##### Recorded data #####

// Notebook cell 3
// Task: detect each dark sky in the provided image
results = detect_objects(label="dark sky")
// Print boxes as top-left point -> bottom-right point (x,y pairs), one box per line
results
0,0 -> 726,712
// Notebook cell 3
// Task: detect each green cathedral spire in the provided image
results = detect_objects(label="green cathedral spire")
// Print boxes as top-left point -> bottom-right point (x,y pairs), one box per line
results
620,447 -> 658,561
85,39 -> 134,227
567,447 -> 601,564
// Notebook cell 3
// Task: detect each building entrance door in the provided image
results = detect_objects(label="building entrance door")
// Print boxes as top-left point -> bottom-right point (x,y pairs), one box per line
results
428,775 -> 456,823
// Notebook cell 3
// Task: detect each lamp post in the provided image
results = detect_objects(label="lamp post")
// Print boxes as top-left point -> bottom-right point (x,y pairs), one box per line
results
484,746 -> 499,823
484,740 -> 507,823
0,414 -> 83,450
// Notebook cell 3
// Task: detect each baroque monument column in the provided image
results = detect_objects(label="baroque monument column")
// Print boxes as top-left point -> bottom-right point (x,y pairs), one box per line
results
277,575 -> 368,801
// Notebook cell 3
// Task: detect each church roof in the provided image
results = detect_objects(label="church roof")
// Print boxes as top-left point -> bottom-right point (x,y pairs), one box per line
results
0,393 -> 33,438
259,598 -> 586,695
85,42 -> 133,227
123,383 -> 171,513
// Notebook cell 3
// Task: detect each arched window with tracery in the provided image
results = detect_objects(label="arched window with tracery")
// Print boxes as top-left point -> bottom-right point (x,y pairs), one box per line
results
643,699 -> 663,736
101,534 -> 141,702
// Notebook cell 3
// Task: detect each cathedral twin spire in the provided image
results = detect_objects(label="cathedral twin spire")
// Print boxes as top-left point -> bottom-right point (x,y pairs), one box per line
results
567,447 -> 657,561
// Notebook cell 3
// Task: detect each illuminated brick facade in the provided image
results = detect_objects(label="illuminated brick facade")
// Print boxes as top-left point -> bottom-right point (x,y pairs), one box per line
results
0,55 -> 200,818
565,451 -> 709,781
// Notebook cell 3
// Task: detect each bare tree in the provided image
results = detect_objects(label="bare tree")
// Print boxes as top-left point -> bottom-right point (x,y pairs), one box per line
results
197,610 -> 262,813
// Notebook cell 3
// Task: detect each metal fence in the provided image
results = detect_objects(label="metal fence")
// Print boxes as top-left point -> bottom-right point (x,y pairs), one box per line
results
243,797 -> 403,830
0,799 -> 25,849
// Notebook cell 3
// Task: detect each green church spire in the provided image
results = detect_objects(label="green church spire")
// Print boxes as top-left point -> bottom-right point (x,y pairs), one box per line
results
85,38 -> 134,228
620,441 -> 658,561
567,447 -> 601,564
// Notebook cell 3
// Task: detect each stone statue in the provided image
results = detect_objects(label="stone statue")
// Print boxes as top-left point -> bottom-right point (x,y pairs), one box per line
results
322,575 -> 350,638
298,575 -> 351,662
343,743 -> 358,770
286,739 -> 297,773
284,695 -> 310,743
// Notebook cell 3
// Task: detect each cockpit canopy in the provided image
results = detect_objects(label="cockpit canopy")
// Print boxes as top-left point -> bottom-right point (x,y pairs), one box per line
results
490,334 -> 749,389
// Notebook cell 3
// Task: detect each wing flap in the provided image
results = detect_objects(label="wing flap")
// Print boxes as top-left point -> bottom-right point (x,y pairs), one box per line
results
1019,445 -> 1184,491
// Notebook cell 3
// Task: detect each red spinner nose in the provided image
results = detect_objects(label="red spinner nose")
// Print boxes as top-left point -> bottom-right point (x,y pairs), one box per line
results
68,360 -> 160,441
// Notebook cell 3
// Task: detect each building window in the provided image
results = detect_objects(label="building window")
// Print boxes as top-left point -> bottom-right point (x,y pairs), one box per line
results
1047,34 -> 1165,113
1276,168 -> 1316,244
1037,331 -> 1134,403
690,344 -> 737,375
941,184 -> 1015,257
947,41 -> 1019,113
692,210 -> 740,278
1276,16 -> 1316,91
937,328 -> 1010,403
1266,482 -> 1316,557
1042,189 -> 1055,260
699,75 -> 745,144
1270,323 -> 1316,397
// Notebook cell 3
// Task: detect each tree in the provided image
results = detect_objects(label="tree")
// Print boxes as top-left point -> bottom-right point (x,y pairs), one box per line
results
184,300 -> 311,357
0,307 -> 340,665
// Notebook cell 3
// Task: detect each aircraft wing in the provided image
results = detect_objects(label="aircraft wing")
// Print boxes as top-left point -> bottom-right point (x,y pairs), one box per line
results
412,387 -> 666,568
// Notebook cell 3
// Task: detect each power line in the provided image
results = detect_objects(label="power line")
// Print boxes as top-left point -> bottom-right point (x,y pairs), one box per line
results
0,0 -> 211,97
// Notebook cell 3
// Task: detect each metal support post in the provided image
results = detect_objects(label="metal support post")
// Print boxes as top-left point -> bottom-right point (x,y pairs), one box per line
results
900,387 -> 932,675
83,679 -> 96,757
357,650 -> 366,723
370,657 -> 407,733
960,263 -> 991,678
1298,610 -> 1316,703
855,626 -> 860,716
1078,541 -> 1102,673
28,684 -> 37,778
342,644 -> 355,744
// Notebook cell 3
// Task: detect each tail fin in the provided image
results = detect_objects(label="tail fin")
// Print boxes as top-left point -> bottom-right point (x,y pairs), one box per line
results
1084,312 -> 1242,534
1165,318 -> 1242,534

#####

- **Task description**: Reproduce every line of the entries above without changing anything.

- **Answer to this exercise**:
// Notebook cell 3
// Task: detect each dark sky in the provided image
results = detect_objects(label="dark sky")
// Print boxes as top-left point -> bottom-right point (x,y pairs), one box per line
results
0,0 -> 726,712
// Notebook cell 3
// Task: detect each green cathedral spire in the provided image
results = detect_objects(label="green cathedral spire")
// Print boxes as top-left point -> bottom-right point (x,y pairs), one box per line
results
620,447 -> 658,561
85,39 -> 134,227
567,447 -> 601,564
// Notebook cell 3
// Task: detect each building entrance door in the provided image
results = detect_objects(label="building entrance door")
// Print boxes as top-left point -> bottom-right point (x,y pairs), one box per line
results
428,775 -> 456,823
// Notebook cell 3
// Task: detect each lamp post in the provided image
results = detect_objects(label="lamp post")
// Print boxes as top-left point -> bottom-right point (x,y pairs), one box per line
results
484,746 -> 499,823
484,740 -> 507,823
0,414 -> 83,450
// Notebook cell 3
// Task: detect each baroque monument column in the provided image
results = detect_objects(label="baroque monument column")
// Print boxes as top-left point -> bottom-right point (x,y pairs), one box per line
results
277,575 -> 368,801
// Notebook cell 3
// Task: detect each church roof in the provided image
results = detect_objects(label="church roof")
// Print boxes as top-left point -> bottom-right point (x,y pairs), one box per line
results
0,393 -> 33,438
259,598 -> 586,695
85,42 -> 133,227
123,383 -> 171,513
// Notebook cell 3
// Task: detect each arched window with tracery in the provided image
results = detect_objects(label="arched window with tracery")
// Print boxes as top-left point -> bottom-right point (x,y pairs), one box per line
results
643,699 -> 663,736
101,534 -> 141,702
// Notebook cell 3
// Task: detect each cathedral twin spire in the provided image
results = detect_objects(label="cathedral twin spire")
// Print boxes as top-left point -> bottom-right point (x,y pairs), one box per line
results
567,447 -> 657,561
// Notebook cell 3
// Task: detect each illuminated brick facade in the provided image
results = detect_objects(label="illuminated brick facade")
// Print boxes as top-left point -> bottom-right point (x,y pairs), one box per line
results
0,55 -> 200,818
565,451 -> 709,781
// Notebook cell 3
// Task: detect each bare tree in the provided image
results = detect_objects(label="bare tree")
// Print boxes as top-left point -> bottom-right point (x,y pairs), one box per line
results
197,610 -> 262,813
// Notebook cell 3
// Task: detect each metal fence in the provided image
results = detect_objects(label="metal fence")
// Print boxes as top-left point -> bottom-right point (x,y pairs), one box per line
results
243,797 -> 403,830
0,799 -> 25,849
// Notebook cell 3
// Task: detect each green church spire in the provided image
results = detect_objects(label="green church spire")
// Print boxes as top-left point -> bottom-right point (x,y pairs), one box per line
results
85,38 -> 134,228
620,441 -> 658,561
567,447 -> 601,564
// Notebook cell 3
// Task: detect each stone statue in the provided image
results = detect_objects(label="stone statue")
// Print boxes as top-left point -> bottom-right point (x,y pairs), one box per line
results
322,575 -> 350,638
298,575 -> 351,662
343,743 -> 358,770
286,739 -> 297,773
284,695 -> 310,743
// Notebook cell 3
// Task: detect each cockpit canopy in the provided image
results = detect_objects(label="cockpit canopy")
// Print boxes as top-left point -> bottom-right point (x,y pairs), one box per line
results
490,334 -> 749,389
// Notebook cell 3
// Task: detect each wing flap in the provided image
results = detect_objects(label="wing flap")
// Print boxes as top-left point -> bottom-right point (x,y pairs), one box per line
results
1019,445 -> 1184,491
// Notebook cell 3
// Task: detect each red spinner nose in the provided image
results = detect_objects(label="red spinner nose")
// Print boxes as top-left point -> bottom-right point (x,y pairs), one box per line
results
68,360 -> 160,441
// Notebook cell 3
// Task: detect each building window in the provided image
results = detect_objects(label="building window")
// Print boxes as top-left point -> bottom-right point (x,y pairs), one box per line
results
1047,34 -> 1165,113
1276,168 -> 1316,244
1037,331 -> 1134,403
690,344 -> 737,375
941,184 -> 1015,257
947,41 -> 1019,113
692,210 -> 740,278
1276,16 -> 1316,91
937,328 -> 1010,403
1266,482 -> 1316,557
1042,189 -> 1055,260
699,75 -> 745,144
1270,323 -> 1316,397
// Notebook cell 3
// Task: detect each tree in the provided image
results = detect_objects(label="tree")
// Print boxes as top-left point -> bottom-right point (x,y pairs), one box per line
results
184,300 -> 311,357
0,307 -> 340,665
// Notebook cell 3
// Task: detect each aircraft wing in the provided image
results = detect_objects(label="aircraft wing")
// Print boxes as top-left point -> bottom-right point (x,y pairs), one box per line
results
412,387 -> 666,568
// Notebook cell 3
// Task: detect each power line in the provided image
results = detect_objects(label="power line")
// Print boxes as top-left point -> bottom-right point (x,y pairs), one box per line
results
0,0 -> 211,97
// Notebook cell 3
// Task: detect each metal support post in the provided image
results = detect_objects(label="metal support post")
// Print boxes as top-left point -> bottom-right point (x,y pairs), one box per line
results
900,387 -> 932,675
83,679 -> 96,757
357,650 -> 366,723
370,657 -> 407,733
960,263 -> 991,678
1298,610 -> 1316,703
855,626 -> 860,716
1078,541 -> 1102,673
28,684 -> 37,778
342,644 -> 355,744
// Notebook cell 3
// Task: detect each tail fin in the provided image
results = detect_objects(label="tail fin")
// Print boxes as top-left point -> bottom-right point (x,y pairs), one box per line
results
1084,312 -> 1242,534
1165,318 -> 1242,534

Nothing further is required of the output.